Work to do.
Every entry that follows should be reproduced exactly.

# start of Provided data

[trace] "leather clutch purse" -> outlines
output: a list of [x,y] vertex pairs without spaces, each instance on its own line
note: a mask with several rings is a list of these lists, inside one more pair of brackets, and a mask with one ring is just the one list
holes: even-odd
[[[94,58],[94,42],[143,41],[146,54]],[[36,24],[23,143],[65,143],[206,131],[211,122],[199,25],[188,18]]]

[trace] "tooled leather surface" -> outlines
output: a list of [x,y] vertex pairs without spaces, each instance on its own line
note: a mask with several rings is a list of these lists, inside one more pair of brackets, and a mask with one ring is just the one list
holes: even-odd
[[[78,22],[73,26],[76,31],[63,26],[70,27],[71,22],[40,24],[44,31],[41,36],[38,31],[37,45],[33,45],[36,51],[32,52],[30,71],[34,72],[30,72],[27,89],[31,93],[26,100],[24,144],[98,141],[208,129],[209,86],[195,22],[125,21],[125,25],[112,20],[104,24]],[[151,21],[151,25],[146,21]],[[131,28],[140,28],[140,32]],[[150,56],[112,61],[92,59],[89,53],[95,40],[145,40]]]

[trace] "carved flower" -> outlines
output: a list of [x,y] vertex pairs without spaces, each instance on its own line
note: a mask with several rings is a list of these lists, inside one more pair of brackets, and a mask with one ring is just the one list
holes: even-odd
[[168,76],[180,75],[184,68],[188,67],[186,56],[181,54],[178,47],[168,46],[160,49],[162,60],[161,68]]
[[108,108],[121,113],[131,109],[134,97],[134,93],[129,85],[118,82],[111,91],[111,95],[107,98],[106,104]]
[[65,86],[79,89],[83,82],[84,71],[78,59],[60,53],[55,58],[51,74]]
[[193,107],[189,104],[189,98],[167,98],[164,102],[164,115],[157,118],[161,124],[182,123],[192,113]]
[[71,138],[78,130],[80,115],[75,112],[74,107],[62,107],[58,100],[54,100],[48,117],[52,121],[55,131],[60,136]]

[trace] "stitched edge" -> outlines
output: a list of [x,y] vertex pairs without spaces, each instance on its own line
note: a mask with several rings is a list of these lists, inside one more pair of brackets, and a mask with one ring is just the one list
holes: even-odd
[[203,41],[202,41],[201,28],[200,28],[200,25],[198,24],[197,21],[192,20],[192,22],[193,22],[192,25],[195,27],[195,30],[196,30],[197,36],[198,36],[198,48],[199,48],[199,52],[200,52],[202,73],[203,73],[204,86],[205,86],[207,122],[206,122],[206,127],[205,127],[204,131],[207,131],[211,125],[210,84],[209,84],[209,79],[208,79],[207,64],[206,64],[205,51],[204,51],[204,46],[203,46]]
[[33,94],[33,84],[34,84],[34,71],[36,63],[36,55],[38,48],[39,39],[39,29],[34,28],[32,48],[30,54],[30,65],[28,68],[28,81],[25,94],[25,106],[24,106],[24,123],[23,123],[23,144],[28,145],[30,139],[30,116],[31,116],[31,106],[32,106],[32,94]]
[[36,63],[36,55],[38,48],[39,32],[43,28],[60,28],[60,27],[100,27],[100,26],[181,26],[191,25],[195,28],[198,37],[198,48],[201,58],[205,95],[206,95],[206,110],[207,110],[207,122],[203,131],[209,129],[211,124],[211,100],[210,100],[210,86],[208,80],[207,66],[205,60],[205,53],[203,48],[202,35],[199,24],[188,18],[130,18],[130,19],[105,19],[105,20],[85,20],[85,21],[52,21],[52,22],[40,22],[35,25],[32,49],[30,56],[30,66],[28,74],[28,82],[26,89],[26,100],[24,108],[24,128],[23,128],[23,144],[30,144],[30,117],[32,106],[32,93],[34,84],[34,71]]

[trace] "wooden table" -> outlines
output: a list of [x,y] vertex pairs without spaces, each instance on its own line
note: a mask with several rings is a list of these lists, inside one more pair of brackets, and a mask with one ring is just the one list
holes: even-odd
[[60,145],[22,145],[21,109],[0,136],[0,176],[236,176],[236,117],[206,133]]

# end of Provided data

Complete output.
[trace] "leather clutch purse" -> outlines
output: a list of [x,y] vertex pairs without spaces, each instance on its own line
note: a mask with several rings is a list of these lists, inside one more pair of brackets, and a mask with one ring is just the one list
holes: even-odd
[[[94,58],[94,42],[143,41],[146,54]],[[36,24],[23,143],[65,143],[206,131],[211,122],[199,25],[188,18]]]

[trace] "tooled leather surface" -> outlines
output: a list of [x,y] vertex pairs without spaces, each instance on its own line
note: a mask with several rings is a list of these lists, inside one more pair of brackets, and a mask with one ring is just the one list
holes: even-odd
[[[78,22],[73,26],[76,31],[63,26],[70,27],[71,22],[40,24],[44,31],[41,36],[38,31],[37,45],[33,45],[36,51],[32,52],[30,71],[34,72],[30,72],[27,89],[31,93],[26,100],[24,144],[98,141],[208,129],[209,86],[195,22],[125,21],[125,25],[112,20],[104,24]],[[151,21],[151,25],[146,21]],[[131,28],[140,28],[140,32]],[[150,56],[112,61],[92,59],[89,53],[95,40],[145,40]]]

[trace] "carved flower" -> outlines
output: a list of [x,y] vertex pairs without spaces, each instance on its own line
note: a mask with several rings is a list of these lists, inside one more pair of brackets, and a mask with one ring is just the one list
holes: even-odd
[[168,76],[180,75],[184,68],[188,67],[186,56],[181,54],[178,47],[168,46],[160,49],[162,60],[161,68]]
[[108,108],[121,113],[131,109],[134,97],[134,93],[129,85],[118,82],[111,91],[111,95],[107,98],[106,104]]
[[65,86],[79,89],[83,82],[84,71],[78,59],[60,53],[55,58],[51,74]]
[[193,107],[189,104],[189,98],[167,98],[164,102],[164,115],[157,118],[161,124],[182,123],[192,113]]
[[71,138],[78,130],[80,115],[75,112],[74,107],[62,107],[58,100],[54,100],[48,117],[52,121],[55,131],[60,136]]

[trace] "stitched edge" -> outlines
output: a list of [x,y] vertex pairs without spaces, each instance on its own line
note: a mask with several rings is a list of these lists, inside one more pair of brackets, and a mask with one ring is just the one list
holes: even-odd
[[203,41],[202,41],[201,28],[200,28],[200,25],[198,24],[197,21],[192,20],[192,22],[193,22],[192,25],[195,27],[195,30],[196,30],[197,36],[198,36],[198,48],[199,48],[199,52],[200,52],[202,73],[203,73],[204,86],[205,86],[207,122],[206,122],[206,127],[205,127],[204,131],[207,131],[211,125],[210,84],[209,84],[209,79],[208,79],[207,64],[206,64],[205,51],[204,51],[204,46],[203,46]]
[[33,94],[33,84],[34,84],[34,71],[36,63],[36,55],[38,48],[39,39],[39,29],[34,28],[32,48],[30,54],[30,65],[28,68],[28,81],[25,94],[25,106],[24,106],[24,123],[23,123],[23,144],[28,145],[30,139],[30,116],[31,116],[31,106],[32,106],[32,94]]
[[36,63],[36,55],[38,48],[39,32],[43,28],[60,28],[60,27],[100,27],[100,26],[181,26],[191,25],[195,28],[198,37],[198,48],[201,58],[205,95],[206,95],[206,110],[207,110],[207,122],[203,131],[209,129],[211,124],[211,100],[210,100],[210,86],[208,80],[207,66],[205,60],[205,53],[203,48],[202,35],[199,24],[188,18],[130,18],[130,19],[105,19],[105,20],[85,20],[85,21],[52,21],[52,22],[40,22],[35,25],[32,49],[30,56],[30,66],[28,74],[28,82],[26,89],[26,100],[24,108],[24,128],[23,128],[23,144],[30,144],[30,117],[32,106],[32,93],[34,84],[34,71]]

[trace] "wooden table" -> outlines
output: a list of [x,y] vertex pairs without spaces, each instance on its own line
note: a mask with several rings is a list of these lists, inside one more pair of brackets, and a mask with one ring is just the one list
holes: even-odd
[[60,145],[22,145],[21,109],[0,136],[0,176],[236,176],[236,117],[206,133]]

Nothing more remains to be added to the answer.